EXERCÍCIO ESCRITO: Prossiga o relato sobre a madrugada de fado em Alfama a partir da última frase apresentada.

TRECHO DO TEXTO:
»»

De Lisboa, Portugal − Madrugada de sábado, o silêncio já se impõe nas ruas de Alfama, cujas casas de fado e restaurantes obrigatoriamente fecham as portas à meia-noite. Mas na Rua de São Mamede, onde se localiza a Associação do Fado Casto, uma espécie de clube de fadistas gerenciado pelo músico e compositor Pedro de Castro, a noitada está apenas começando. Um endereço fora do circuito da zona mais turística da cidade, ponto de encontro de músicos e boêmios, é para lá que os fadistas de Alfama e dos arredores vão depois de mais um turno de trabalho, para tomar “uns copos” e cantar e tocar os fados do coração, sem estar presos ao repertório manjado que noite após noite repetem para os turistas.
Estou no local a convite de Lila Ellen Grey, uma antropóloga norte-americana que pesquisa o ambiente cultural associado ao fado – é autora do livro Fado Resounding: Affective Politics and Urban Life (2013) −, e de quem fiquei amiga durante a temporada de estudos do doutorado-sanduíche em Filosofia que passei em Portugal, de abril a julho últimos. Pouco tempo depois de lá chegarmos, após ter assistido à noite de fado na Esquina da Alfama, animada pelos cantores Lino Ramos, Ivone Silva e Ricardo Mesquita, Ellen me chama a atenção para uma senhora idosa, elegante e empertigada, sentada à extremidade de uma das compridas mesas do salão da Associação, que beberica tranquilamente um copo de coca-cola e de vez em quando saboreia uma azeitona, enquanto conversa com alguns jovens músicos que a rodeiam.

««

[Registros de pontos rotulados]

»»

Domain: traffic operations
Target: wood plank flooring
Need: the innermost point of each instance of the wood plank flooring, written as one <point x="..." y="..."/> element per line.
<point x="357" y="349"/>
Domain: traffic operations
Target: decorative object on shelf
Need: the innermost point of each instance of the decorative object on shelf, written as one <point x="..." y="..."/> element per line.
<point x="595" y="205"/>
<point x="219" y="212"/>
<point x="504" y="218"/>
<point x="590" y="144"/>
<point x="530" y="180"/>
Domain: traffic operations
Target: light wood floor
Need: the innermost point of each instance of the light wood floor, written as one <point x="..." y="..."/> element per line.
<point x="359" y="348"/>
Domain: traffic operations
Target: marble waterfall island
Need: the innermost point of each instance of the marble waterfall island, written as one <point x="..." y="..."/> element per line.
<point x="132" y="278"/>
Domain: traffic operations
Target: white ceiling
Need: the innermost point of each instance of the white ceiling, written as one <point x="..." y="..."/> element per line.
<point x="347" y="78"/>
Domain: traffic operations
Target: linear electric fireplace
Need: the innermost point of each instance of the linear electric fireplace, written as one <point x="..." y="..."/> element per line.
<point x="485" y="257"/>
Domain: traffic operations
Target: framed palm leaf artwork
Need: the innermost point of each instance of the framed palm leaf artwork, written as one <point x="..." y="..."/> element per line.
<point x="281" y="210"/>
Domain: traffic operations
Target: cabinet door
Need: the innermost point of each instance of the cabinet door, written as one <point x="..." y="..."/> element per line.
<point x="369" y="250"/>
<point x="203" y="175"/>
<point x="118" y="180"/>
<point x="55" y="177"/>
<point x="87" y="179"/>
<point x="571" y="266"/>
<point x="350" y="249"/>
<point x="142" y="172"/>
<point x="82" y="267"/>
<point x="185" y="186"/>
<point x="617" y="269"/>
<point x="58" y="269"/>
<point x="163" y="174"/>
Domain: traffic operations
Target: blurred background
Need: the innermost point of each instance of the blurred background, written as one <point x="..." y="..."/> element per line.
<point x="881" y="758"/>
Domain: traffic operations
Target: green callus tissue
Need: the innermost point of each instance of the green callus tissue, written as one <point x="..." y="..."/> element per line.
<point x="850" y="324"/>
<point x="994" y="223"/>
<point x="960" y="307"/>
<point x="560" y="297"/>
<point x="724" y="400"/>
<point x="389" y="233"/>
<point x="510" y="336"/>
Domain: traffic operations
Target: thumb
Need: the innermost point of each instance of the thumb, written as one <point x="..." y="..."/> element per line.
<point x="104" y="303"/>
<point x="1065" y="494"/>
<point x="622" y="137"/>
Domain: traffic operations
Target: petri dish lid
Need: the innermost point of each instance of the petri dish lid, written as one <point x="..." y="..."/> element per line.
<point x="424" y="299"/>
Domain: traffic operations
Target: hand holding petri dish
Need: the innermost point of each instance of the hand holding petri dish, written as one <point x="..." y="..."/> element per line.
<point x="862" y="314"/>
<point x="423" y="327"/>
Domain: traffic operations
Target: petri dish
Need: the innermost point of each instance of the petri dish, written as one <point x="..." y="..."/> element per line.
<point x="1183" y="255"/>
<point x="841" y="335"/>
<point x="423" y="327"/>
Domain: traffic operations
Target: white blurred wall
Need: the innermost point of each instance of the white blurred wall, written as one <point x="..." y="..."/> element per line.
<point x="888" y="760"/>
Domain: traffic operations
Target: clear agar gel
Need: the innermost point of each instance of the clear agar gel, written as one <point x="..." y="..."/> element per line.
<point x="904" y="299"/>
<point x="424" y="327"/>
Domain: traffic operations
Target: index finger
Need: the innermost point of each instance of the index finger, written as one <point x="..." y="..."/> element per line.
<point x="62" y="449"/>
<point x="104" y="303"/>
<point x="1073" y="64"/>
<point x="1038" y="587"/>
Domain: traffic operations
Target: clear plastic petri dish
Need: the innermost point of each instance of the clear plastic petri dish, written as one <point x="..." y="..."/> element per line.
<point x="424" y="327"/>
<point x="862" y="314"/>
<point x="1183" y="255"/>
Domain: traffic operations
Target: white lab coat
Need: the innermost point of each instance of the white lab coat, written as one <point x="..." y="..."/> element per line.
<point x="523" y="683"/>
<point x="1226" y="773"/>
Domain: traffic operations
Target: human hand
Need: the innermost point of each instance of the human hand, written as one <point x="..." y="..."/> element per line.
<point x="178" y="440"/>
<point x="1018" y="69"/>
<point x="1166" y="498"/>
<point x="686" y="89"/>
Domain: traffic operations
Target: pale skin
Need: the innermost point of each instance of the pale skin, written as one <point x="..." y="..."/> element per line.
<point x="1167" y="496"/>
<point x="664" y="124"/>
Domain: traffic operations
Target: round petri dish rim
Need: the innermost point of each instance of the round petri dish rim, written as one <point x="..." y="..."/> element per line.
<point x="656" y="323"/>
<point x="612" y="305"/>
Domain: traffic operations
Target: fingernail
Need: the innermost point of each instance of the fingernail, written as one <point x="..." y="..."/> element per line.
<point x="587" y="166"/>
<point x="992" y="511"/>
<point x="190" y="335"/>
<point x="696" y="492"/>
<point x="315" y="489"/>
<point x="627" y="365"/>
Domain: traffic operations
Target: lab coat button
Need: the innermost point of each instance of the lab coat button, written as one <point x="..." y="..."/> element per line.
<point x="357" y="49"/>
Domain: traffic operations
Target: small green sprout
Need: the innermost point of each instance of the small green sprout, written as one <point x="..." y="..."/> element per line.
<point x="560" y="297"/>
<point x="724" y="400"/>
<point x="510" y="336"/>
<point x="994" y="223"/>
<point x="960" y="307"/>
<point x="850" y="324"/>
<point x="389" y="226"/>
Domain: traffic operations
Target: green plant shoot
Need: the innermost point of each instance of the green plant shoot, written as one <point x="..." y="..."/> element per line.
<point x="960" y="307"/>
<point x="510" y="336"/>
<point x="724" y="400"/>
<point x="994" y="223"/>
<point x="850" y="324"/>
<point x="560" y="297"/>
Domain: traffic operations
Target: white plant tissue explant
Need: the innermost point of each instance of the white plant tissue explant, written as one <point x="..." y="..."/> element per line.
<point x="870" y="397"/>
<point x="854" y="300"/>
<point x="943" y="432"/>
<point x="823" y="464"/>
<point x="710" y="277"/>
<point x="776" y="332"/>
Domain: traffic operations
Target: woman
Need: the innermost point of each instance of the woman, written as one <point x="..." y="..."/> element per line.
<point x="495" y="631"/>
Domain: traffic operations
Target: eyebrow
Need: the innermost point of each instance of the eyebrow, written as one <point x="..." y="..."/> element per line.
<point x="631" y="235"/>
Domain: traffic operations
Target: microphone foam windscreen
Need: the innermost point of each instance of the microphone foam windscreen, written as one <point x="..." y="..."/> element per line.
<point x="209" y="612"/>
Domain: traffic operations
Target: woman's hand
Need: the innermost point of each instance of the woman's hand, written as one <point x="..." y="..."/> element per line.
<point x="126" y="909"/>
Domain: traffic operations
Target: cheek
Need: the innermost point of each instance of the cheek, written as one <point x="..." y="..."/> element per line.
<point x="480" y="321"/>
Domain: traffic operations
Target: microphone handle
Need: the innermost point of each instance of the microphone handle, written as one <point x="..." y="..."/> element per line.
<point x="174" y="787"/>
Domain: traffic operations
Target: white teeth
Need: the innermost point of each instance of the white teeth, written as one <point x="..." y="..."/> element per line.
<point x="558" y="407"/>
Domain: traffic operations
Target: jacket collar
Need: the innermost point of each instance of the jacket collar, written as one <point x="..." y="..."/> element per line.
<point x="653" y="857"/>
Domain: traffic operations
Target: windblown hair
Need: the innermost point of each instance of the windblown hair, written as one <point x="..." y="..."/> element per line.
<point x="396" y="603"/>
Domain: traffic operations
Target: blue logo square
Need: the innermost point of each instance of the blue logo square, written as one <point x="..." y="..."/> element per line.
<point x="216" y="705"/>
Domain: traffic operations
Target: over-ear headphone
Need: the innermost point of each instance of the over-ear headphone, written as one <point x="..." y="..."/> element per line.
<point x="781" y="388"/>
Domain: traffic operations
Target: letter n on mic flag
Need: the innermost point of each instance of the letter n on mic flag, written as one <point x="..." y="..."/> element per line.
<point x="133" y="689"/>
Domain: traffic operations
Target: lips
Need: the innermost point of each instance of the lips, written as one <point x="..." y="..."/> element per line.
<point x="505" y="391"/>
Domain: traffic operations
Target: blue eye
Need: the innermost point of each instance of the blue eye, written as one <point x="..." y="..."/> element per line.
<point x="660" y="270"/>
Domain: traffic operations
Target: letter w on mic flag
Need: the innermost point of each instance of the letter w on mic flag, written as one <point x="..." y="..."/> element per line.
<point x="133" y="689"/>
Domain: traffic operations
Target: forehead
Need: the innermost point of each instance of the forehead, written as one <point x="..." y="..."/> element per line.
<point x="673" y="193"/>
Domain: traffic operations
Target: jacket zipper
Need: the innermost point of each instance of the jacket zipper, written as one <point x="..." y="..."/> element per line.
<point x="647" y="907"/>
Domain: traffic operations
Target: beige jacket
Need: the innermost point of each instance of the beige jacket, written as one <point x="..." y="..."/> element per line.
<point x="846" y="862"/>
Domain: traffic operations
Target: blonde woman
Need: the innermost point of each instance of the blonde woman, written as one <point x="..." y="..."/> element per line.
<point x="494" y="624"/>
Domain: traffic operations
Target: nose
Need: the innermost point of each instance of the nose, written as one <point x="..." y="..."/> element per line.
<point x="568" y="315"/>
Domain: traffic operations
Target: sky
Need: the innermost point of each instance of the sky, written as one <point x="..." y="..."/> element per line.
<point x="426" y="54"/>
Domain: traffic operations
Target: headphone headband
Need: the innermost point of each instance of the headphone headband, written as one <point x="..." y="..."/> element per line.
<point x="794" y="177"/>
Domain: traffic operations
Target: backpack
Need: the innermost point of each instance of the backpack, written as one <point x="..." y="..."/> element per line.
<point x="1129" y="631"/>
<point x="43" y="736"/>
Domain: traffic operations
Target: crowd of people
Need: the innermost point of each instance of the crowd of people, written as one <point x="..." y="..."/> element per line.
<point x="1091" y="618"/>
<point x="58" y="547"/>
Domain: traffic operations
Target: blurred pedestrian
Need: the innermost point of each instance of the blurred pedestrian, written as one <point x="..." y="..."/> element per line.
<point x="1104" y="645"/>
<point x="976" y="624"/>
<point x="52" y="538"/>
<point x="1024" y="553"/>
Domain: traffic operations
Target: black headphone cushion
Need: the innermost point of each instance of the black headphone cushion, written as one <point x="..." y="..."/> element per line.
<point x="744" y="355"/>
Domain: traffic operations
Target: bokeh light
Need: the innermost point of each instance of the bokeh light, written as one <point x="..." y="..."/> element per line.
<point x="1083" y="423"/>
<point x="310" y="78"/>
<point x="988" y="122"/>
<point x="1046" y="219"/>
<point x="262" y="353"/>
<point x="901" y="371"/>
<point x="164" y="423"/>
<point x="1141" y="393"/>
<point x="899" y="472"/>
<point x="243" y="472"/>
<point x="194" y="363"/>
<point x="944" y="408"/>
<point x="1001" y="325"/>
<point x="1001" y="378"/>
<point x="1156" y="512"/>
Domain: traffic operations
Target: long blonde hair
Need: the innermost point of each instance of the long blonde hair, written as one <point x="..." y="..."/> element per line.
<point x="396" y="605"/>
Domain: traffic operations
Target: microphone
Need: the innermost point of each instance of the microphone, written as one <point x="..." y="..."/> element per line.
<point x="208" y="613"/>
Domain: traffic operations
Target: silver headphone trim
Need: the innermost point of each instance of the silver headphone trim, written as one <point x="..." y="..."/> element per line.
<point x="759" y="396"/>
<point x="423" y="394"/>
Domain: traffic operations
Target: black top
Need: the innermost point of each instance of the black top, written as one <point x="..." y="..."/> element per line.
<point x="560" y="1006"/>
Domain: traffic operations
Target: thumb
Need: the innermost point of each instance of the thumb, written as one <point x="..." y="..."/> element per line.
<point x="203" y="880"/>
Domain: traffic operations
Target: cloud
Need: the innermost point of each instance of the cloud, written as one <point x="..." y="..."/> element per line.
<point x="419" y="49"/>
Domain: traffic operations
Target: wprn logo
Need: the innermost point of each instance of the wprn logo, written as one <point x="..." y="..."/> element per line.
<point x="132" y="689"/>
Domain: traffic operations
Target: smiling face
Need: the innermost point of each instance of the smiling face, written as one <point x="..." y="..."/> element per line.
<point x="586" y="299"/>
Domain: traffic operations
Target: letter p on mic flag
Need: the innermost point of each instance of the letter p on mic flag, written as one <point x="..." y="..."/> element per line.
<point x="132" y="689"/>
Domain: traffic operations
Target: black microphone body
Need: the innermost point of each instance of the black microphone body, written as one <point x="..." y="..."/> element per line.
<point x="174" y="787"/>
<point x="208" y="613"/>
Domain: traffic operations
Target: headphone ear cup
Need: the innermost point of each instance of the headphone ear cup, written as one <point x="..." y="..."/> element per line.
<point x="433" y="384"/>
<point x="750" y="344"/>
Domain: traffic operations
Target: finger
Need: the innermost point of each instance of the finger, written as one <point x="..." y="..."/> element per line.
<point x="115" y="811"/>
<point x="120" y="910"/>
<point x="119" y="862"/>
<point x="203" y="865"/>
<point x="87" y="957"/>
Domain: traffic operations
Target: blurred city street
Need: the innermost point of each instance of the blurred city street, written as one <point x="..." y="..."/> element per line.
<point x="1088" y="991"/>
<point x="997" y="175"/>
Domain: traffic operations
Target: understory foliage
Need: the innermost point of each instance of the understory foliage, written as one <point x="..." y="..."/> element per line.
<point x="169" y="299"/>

««

RESPOSTA DA TAREFA:
De repente, o anúncio de que esta senhora vai cantar faz com que todos se calem, numa expectativa reverente, conscientes que vão testemunhar algo extraordinário. Porque a voz que se eleva, que se espalha pelo espaço e que se apodera dos que estão ali presentes não é uma voz qualquer. É a voz de Celeste Rodrigues, irmã da lendária Amália Rodrigues (1920-1999), que aos 94 anos de idade demonstra ainda um espantoso vigor.
Ser irmã da mulher que reinventou o fado, aquela que, ao lado de ícones como o poeta Fernando Pessoa, os azulejos coloridos e as sardinhas, se tornou um símbolo de Portugal, felizmente nunca intimidou Celeste. Com sua voz de contralto, potente e densa, a cantora personifica a melhor tradição do fado. Seu canto pleno de sentimento e beleza, e que denota ainda um admirável frescor apesar das mais de nove décadas de vida da artista, desvela com paixão a alma lusitana.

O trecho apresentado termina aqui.